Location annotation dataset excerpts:
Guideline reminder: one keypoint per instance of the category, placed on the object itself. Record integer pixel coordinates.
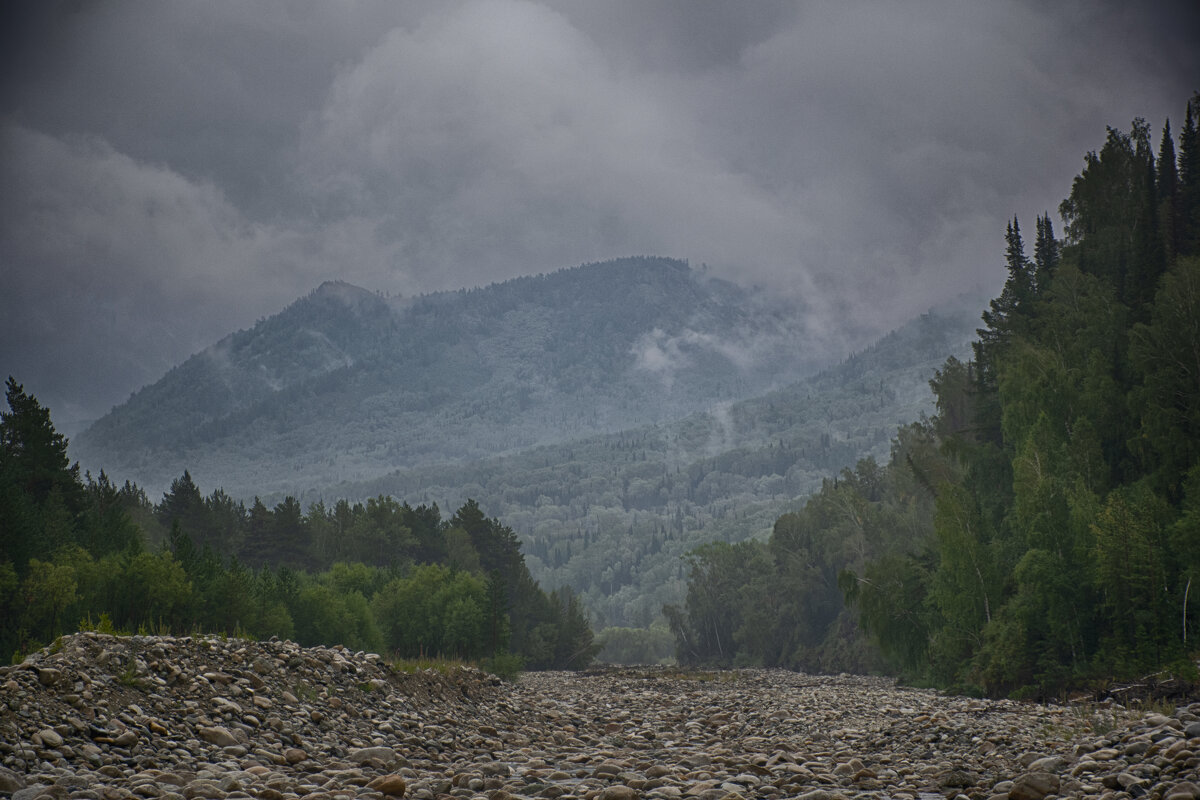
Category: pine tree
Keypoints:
(1168, 182)
(1047, 252)
(1187, 223)
(33, 453)
(1003, 318)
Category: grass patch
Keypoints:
(441, 666)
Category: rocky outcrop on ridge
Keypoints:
(102, 717)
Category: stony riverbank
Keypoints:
(103, 717)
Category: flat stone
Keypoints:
(219, 735)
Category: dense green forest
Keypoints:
(613, 516)
(1042, 530)
(379, 576)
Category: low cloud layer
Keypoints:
(174, 172)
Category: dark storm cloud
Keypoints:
(175, 170)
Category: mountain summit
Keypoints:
(346, 384)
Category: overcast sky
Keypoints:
(172, 172)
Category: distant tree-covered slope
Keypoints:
(346, 384)
(613, 515)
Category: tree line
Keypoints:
(1042, 530)
(379, 576)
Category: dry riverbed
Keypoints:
(101, 717)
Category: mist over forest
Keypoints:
(816, 336)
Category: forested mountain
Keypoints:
(346, 385)
(1042, 531)
(382, 576)
(613, 515)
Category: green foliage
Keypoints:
(79, 552)
(1041, 533)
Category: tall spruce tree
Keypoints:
(1168, 184)
(1187, 223)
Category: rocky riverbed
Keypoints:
(102, 717)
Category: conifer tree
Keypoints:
(1003, 314)
(1047, 252)
(1188, 221)
(1168, 185)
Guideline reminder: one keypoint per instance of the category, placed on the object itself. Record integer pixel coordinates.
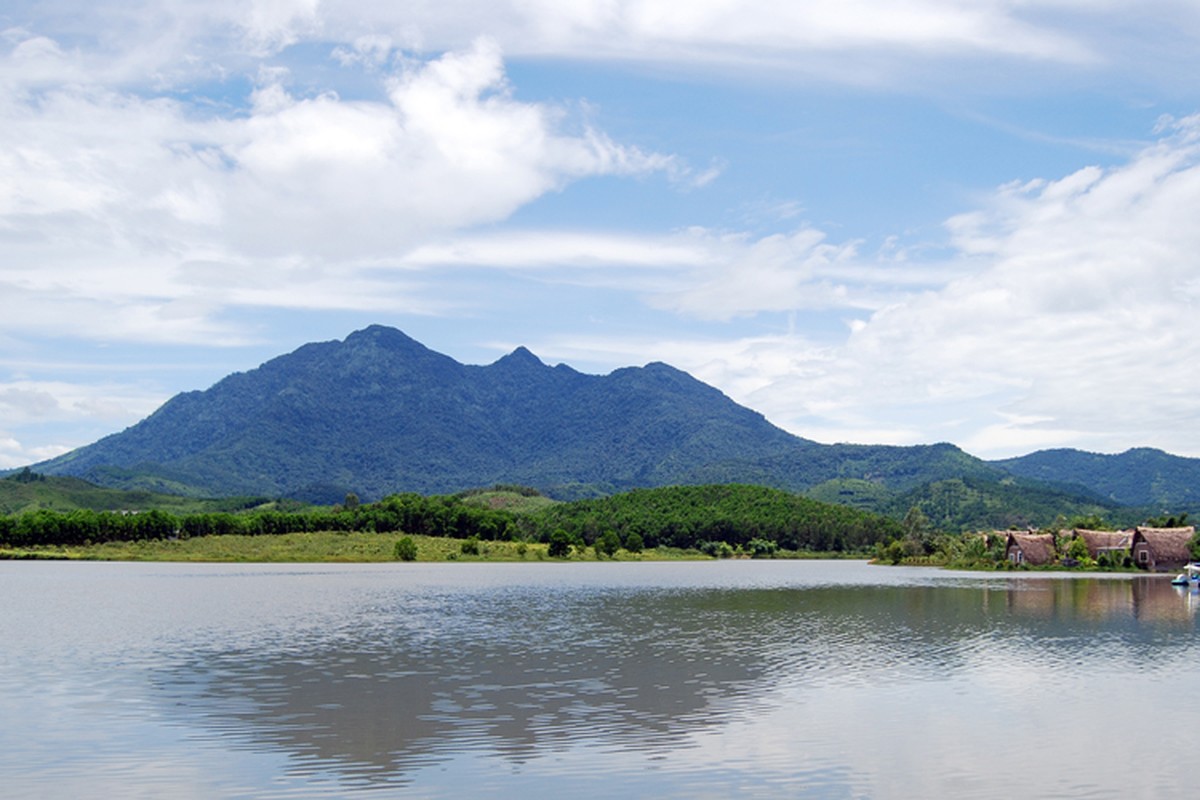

● **What to produce**
Reproduce everything in the listing from the line containing "Category: rocky outcrop on ridge" down to the line containing "(1041, 533)", both included, with the category lines kept unchanged and each keypoint coordinate multiplied by 2 and rounded to a whole number, halves rounded up.

● **Exercise solution**
Category: rocky outcrop on ridge
Keypoints:
(204, 1434)
Category: stony riverbank
Keypoints:
(206, 1434)
Category: flat stone
Keypoints:
(438, 1470)
Category: dense green forest
Keypoints:
(1226, 1032)
(2084, 1060)
(758, 1152)
Category: low cloud layer
Keypoints:
(348, 344)
Category: dark storm cloud
Keypoints:
(350, 340)
Category: mountain summit
Keypoints:
(692, 768)
Category: overcast sky
Keypoints:
(344, 344)
Category: distant tree-covered slope
Keypoints:
(692, 768)
(1226, 1030)
Category: tree line
Keypoints:
(2084, 1060)
(758, 1152)
Category: dry riverbed
Keypoints:
(202, 1434)
Category: mist over forest
Keypoints:
(1632, 672)
Category: forested mountain
Keypoints:
(692, 770)
(2084, 1062)
(764, 1152)
(1226, 1030)
Category: green foliage
Keypoints:
(158, 1104)
(2082, 1066)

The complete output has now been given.